WORK REQUIRED - Give back every line of the data, word for word.

SUPPLIED INFORMATION -
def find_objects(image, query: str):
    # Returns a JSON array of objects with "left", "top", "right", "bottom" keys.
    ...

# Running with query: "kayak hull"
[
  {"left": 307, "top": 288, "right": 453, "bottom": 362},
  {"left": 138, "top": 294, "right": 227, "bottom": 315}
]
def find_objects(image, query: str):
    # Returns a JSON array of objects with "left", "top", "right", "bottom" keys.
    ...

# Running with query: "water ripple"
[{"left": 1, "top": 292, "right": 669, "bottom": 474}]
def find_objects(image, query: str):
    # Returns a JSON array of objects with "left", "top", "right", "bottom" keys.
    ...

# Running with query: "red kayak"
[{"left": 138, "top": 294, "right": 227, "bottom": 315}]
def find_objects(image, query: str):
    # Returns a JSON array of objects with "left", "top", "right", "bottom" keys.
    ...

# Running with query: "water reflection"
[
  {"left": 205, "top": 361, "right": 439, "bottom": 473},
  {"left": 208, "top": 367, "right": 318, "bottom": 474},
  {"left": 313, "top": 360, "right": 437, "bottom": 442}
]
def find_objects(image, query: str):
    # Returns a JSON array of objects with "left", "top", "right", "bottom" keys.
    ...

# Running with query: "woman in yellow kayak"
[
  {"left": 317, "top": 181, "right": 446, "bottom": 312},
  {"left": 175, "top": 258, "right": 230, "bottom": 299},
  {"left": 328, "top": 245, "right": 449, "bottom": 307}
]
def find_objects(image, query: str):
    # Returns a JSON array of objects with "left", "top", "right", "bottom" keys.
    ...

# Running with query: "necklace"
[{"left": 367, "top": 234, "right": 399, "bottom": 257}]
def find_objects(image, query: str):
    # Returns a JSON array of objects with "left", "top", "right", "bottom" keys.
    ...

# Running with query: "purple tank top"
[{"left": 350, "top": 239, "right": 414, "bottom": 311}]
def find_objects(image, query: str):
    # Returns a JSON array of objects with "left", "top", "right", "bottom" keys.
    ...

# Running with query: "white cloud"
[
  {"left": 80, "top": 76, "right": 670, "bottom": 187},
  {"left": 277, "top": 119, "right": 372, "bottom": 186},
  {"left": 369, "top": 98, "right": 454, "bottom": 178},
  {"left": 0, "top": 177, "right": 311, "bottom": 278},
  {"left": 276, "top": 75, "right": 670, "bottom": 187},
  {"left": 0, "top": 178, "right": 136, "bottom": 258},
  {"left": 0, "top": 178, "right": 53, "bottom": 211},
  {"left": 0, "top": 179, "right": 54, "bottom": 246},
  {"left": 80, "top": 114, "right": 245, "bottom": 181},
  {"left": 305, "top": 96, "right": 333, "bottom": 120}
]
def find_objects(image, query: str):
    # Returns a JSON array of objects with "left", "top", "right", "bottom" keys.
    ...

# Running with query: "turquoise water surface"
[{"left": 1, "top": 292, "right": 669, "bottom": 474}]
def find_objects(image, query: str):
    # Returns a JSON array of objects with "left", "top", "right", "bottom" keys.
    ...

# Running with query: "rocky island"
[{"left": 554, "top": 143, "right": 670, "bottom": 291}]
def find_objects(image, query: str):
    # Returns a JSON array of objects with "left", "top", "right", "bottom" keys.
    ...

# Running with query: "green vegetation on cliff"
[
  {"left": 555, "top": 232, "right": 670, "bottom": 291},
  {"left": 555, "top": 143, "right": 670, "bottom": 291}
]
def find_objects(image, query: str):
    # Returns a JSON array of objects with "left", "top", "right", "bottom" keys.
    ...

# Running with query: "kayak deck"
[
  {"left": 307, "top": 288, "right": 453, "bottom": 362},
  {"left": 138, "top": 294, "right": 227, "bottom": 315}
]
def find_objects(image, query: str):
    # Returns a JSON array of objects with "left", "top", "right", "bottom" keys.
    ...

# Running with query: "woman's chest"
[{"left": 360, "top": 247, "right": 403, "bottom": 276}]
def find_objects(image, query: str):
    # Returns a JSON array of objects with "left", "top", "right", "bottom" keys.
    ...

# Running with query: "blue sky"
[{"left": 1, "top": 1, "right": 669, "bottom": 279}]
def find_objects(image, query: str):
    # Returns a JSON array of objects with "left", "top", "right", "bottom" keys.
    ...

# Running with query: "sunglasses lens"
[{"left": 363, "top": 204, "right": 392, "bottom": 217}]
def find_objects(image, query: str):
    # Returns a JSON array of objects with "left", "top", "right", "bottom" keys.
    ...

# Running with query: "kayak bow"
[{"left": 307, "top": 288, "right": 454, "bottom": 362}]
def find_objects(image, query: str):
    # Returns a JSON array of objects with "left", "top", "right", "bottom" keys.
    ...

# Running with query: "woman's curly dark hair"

SOLUTION TO THE EXERCISE -
def find_objects(image, query: str):
    # Returns a JSON array of objects with "left", "top", "right", "bottom" keys.
    ...

# Running with query: "kayak hull"
[
  {"left": 307, "top": 288, "right": 453, "bottom": 362},
  {"left": 138, "top": 294, "right": 227, "bottom": 315}
]
def find_objects(image, query: str):
    # Returns a JSON array of objects with "left", "top", "right", "bottom" keys.
    ...

# Running with query: "water ripple"
[{"left": 1, "top": 292, "right": 669, "bottom": 474}]
def find_objects(image, query: str):
    # Returns a JSON array of objects with "left", "top", "right", "bottom" keys.
    ...

# Running with query: "red kayak"
[{"left": 138, "top": 294, "right": 227, "bottom": 315}]
def find_objects(image, query: str):
    # Returns a JSON array of objects with "left", "top", "right", "bottom" keys.
    ...

# Running with query: "water reflection"
[
  {"left": 205, "top": 361, "right": 439, "bottom": 473},
  {"left": 208, "top": 367, "right": 318, "bottom": 474},
  {"left": 313, "top": 360, "right": 437, "bottom": 442}
]
def find_objects(image, query: str):
    # Returns a JSON array of objects with "left", "top", "right", "bottom" keys.
    ...

# Running with query: "woman in yellow kayak"
[
  {"left": 317, "top": 181, "right": 446, "bottom": 312},
  {"left": 175, "top": 258, "right": 230, "bottom": 299},
  {"left": 328, "top": 245, "right": 449, "bottom": 307}
]
def find_objects(image, query: str):
    # Returns a JSON array of objects with "left", "top", "right", "bottom" keys.
    ...

# Running with query: "necklace"
[{"left": 367, "top": 234, "right": 399, "bottom": 257}]
def find_objects(image, query: str):
    # Returns a JSON array of objects with "left", "top", "right", "bottom" keys.
    ...

# Running with query: "purple tank top"
[{"left": 350, "top": 239, "right": 414, "bottom": 311}]
def find_objects(image, query: str):
    # Returns a JSON array of objects with "left", "top", "right", "bottom" keys.
    ...

# Running with query: "white cloud"
[
  {"left": 80, "top": 76, "right": 670, "bottom": 187},
  {"left": 277, "top": 119, "right": 372, "bottom": 186},
  {"left": 369, "top": 98, "right": 454, "bottom": 178},
  {"left": 0, "top": 177, "right": 311, "bottom": 278},
  {"left": 276, "top": 75, "right": 670, "bottom": 187},
  {"left": 0, "top": 178, "right": 136, "bottom": 258},
  {"left": 0, "top": 178, "right": 53, "bottom": 211},
  {"left": 0, "top": 179, "right": 54, "bottom": 246},
  {"left": 80, "top": 114, "right": 245, "bottom": 181},
  {"left": 305, "top": 96, "right": 333, "bottom": 120}
]
def find_objects(image, query: str):
    # Returns a JSON array of objects with "left", "top", "right", "bottom" keys.
    ...

# Running with query: "turquoise water surface"
[{"left": 1, "top": 292, "right": 669, "bottom": 474}]
def find_objects(image, query: str):
    # Returns a JSON array of objects with "left", "top", "right", "bottom" keys.
    ...

# Running with query: "rocky island"
[{"left": 554, "top": 143, "right": 670, "bottom": 291}]
def find_objects(image, query: str):
    # Returns a JSON array of objects with "left", "top", "right", "bottom" keys.
    ...

# Running with query: "green vegetation on cliff"
[
  {"left": 555, "top": 232, "right": 670, "bottom": 291},
  {"left": 555, "top": 143, "right": 670, "bottom": 291}
]
def find_objects(image, query: str):
    # Returns a JSON array of objects with "left", "top", "right", "bottom" keys.
    ...

# Running with query: "kayak deck"
[
  {"left": 307, "top": 288, "right": 453, "bottom": 362},
  {"left": 138, "top": 294, "right": 227, "bottom": 315}
]
def find_objects(image, query: str):
    # Returns a JSON array of objects with "left", "top", "right", "bottom" keys.
    ...

# Running with query: "woman's chest"
[{"left": 360, "top": 247, "right": 403, "bottom": 276}]
def find_objects(image, query: str):
    # Returns a JSON array of objects with "left", "top", "right", "bottom" keys.
    ...

# Running with query: "blue sky"
[{"left": 1, "top": 1, "right": 669, "bottom": 279}]
def find_objects(image, query: str):
    # Returns a JSON array of objects with "left", "top", "right", "bottom" keys.
    ...

# Running with query: "sunglasses lens"
[{"left": 363, "top": 204, "right": 392, "bottom": 217}]
def find_objects(image, query: str):
    # Returns a JSON array of objects with "left", "top", "right", "bottom" keys.
    ...

# Running with query: "kayak bow"
[{"left": 307, "top": 288, "right": 454, "bottom": 362}]
def find_objects(image, query: str):
    # Returns a JSON array of objects with "left", "top", "right", "bottom" keys.
    ...

# Running with query: "woman's curly dark hair"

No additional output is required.